Extracted entries
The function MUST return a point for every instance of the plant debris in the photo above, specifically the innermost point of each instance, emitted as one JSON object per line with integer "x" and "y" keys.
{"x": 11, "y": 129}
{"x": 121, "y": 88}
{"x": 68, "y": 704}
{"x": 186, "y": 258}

WHAT YOU ARE ASKED TO DO
Give the entries above as a two-column CSV with the header columns "prompt" and "response", one row per entry. Put each entry's text and its answer in a single quoted field, with line breaks replaced by spaces.

TASK RESPONSE
prompt,response
"The function MUST return a point for every instance of the plant debris in the photo above, specifically the innermost point of each instance, emitted as one JSON object per line with integer ""x"" and ""y"" keys.","{""x"": 11, ""y"": 129} {""x"": 121, ""y"": 88} {""x"": 68, ""y"": 704} {""x"": 186, ""y"": 258}"